--- start Supplied data ---

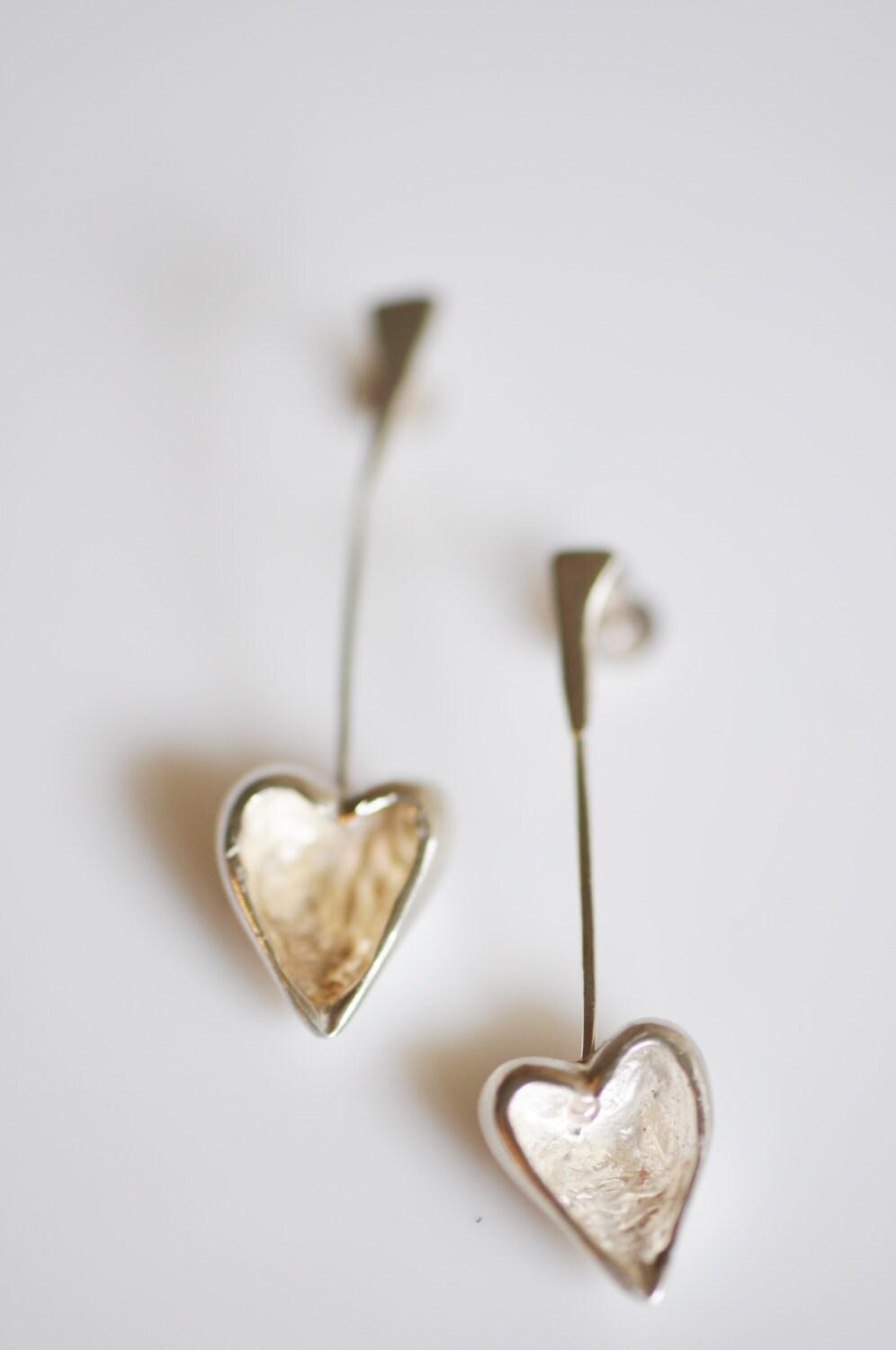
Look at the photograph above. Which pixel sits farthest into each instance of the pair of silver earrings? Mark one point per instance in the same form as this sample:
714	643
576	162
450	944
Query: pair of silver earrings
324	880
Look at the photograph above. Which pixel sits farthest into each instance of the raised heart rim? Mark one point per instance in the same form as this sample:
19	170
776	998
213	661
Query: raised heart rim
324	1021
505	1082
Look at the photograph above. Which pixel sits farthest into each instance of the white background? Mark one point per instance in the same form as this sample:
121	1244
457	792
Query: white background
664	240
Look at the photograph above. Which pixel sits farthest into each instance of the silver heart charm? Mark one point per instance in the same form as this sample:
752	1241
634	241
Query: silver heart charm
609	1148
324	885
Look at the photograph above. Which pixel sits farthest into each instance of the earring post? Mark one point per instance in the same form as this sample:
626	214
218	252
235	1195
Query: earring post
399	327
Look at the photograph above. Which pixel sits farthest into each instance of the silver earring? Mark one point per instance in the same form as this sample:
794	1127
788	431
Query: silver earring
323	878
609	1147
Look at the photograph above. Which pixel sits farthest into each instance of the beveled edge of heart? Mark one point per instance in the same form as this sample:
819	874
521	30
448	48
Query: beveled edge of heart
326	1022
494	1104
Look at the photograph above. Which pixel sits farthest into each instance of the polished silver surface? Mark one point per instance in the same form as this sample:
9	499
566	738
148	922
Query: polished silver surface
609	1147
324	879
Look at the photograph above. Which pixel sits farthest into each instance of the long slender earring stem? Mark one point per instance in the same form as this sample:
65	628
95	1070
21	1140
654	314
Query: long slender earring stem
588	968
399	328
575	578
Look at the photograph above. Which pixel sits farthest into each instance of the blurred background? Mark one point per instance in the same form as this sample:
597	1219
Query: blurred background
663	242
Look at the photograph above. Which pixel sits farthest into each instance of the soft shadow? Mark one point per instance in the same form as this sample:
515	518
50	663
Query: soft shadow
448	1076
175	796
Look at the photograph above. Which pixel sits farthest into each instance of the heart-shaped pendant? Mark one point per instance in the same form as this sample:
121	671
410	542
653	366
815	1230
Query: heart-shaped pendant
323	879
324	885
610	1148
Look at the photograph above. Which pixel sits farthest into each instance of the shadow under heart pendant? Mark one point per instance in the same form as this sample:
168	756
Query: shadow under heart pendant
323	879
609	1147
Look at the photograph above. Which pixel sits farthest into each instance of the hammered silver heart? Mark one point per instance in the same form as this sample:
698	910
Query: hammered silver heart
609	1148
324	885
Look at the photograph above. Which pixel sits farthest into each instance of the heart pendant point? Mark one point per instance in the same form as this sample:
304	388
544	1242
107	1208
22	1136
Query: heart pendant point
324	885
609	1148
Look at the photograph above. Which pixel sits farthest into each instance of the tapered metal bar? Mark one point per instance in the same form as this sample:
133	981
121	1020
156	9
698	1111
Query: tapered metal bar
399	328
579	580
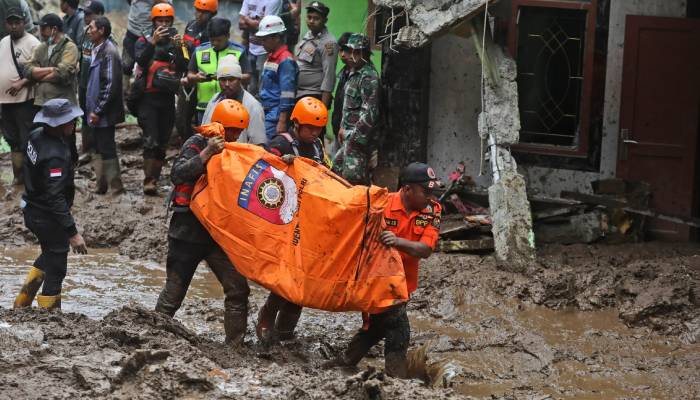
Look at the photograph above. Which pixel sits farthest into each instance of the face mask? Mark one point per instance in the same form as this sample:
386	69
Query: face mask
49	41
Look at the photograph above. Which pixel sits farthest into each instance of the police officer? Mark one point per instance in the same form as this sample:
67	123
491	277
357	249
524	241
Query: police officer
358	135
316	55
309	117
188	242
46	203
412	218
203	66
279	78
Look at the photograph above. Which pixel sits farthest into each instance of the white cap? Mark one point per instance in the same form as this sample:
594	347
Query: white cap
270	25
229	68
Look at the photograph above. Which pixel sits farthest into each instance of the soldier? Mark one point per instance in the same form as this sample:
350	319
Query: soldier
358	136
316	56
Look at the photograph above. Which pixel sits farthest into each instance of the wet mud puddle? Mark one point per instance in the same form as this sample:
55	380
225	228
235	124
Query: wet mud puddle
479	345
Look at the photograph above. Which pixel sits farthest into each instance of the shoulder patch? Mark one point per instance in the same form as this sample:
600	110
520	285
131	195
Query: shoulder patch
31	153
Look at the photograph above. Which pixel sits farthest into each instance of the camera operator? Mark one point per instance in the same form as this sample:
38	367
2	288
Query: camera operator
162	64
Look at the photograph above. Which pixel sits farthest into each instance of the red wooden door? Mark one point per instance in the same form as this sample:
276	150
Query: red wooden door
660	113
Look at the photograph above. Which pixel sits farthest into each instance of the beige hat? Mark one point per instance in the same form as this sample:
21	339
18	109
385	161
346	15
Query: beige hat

--- end Supplied data ---

Stated exercise:
Set down the lines of the records above exactly, apart from the pictures.

The output:
Look at the photograph above. Which pixel sits farthest into each instance of the pair of silver earrings? Mark one point per instance in the same form as this sample:
714	643
576	162
450	944
Query: pair of silver earrings
324	880
Look at the photograph above. Which pixel sits farthest into each instance of the raised heart rim? Mark one point per instance in the same form as this sample:
19	170
776	998
213	661
Query: raised heart rim
324	1021
505	1082
Look at the photograph above. Which pixel sits farthest into each instance of the white background? Mark one point per instance in the same form as this sample:
121	1244
457	792
Query: white background
664	240
Look at the photograph above. Which pixel sits farthest into each instance of the silver heart charm? Mark one point per instance in the same form as this sample:
752	1241
634	241
Query: silver heart charm
609	1148
324	885
Look at the photograph above. Which pixel sits farthest into each instance of the earring post? Mark one point per instance in the same form as this sample:
626	214
218	252
235	1195
Query: earring post
399	327
Look at the photograph above. Which pixel sits farthest into each instance of the silver earring? Mark one point per instance in the same form as this sample:
794	1127
788	431
Query: silver earring
323	878
609	1147
Look at the photograph above. Which pixel sits farthest into each instance of the beveled edge of heart? Mark one point per instance in the same form as this sample:
819	874
521	30
448	48
Query: beveled edge of heart
326	1022
494	1104
Look at the photograph above. Which pixel sits farthest into each instance of the polished silver surface? Mark one point per instance in the same form as this sample:
9	499
566	738
148	922
Query: polished silver surface
609	1147
324	879
Look at the photograph above. Which pixel sits farthest into each instance of the long slender earring stem? Mark one point per instance in the same form as this sample:
65	628
95	1070
21	1140
654	314
Query: long slender earring stem
588	968
399	328
575	578
Look at the photograph above. Which pixel sits farthest into each instance of the blurred background? Mark one point per instance in the same form as this sample:
597	1219
Query: blurred background
663	242
Look at the photograph above. Which pixel sits farthest into each instance of the soft shadow? Mark one point per instance in the same form as this sample:
515	518
50	663
Query: soft shadow
448	1076
175	796
Look at the photograph above. Which pixel sits farthest into each instance of the heart-shaped pendant? Mark one point per instance in the same form as this sample:
121	671
410	542
653	366
815	1230
Query: heart-shaped pendant
323	879
324	885
610	1148
Look at the photograph above. Which pixel sits farthest into each instance of the shadow under heart pendant? Mark one point per instance in the same form as this sample:
168	756
Query: shadow under heart pendant
323	879
609	1147
Look at the photograph above. Which pixel sits farthest into each instance of the hammered silver heart? Mark one point per instance in the same form as this sample:
698	910
Query: hammered silver heart
609	1148
324	885
Look at the photograph above. Which pixel sits farthest into each instance of the heart pendant point? Mark one point per instance in the same form as this sample:
304	388
544	1242
107	1208
22	1136
Query: heart pendant point
324	885
609	1148
Look at the photograph above. Which pixel sits farthest into each instance of the tapered metal bar? Mark one point per instance in the same form as this sample:
133	981
121	1020
156	9
698	1111
Query: tapered metal bar
399	328
579	580
Look at the photograph above. Which pixel sits farthest into each instance of the face mask? Mark one point per instance in the same form as this sample:
386	69
Query: face mask
49	41
Look at the photograph above. Which pixel sits farthest into each instance of the police officer? Mark one point per instance in the same form as this sample:
67	123
491	277
357	249
524	241
Query: police officer
358	135
316	55
309	117
188	242
46	203
412	218
203	66
279	78
Look at the photograph above. Which pixel sits farthest into each instance of the white cap? Mark one point per instance in the same form as this sample:
594	347
Query: white cap
270	25
229	68
Look at the photograph above. Which pixel sits farthest into each instance of the soldier? Mark one point per instance in the same form as this sample:
350	319
Query: soldier
358	136
316	56
Look at the photograph above. Which pixel sits farthest into each instance of the wet mud puddle? Mark one point per instance in the same form as this sample:
55	380
225	228
235	124
Query: wet mud puddle
479	345
Look at the photograph above. Which pixel sits farthest into each instance of the shoulder patch? Mark one point per instance in the same form as this sample:
600	110
520	285
131	195
Query: shoulder patch
31	153
Look at the photograph above. Which pixel sits farthest into each instance of the camera operator? Mark one point per instance in the same form as this sample:
38	367
2	288
Query: camera operator
162	64
Look at the photograph above. Which pixel sits farthest into each instance of the red wooden door? Mark one point per instance in the same form as this sample:
276	150
Query: red wooden door
660	113
Look at the photograph above. Which pixel sits farthest into each instance of the beige hat? Mark one point per instance in the same form as this sample:
21	339
18	109
385	161
346	15
Query: beige hat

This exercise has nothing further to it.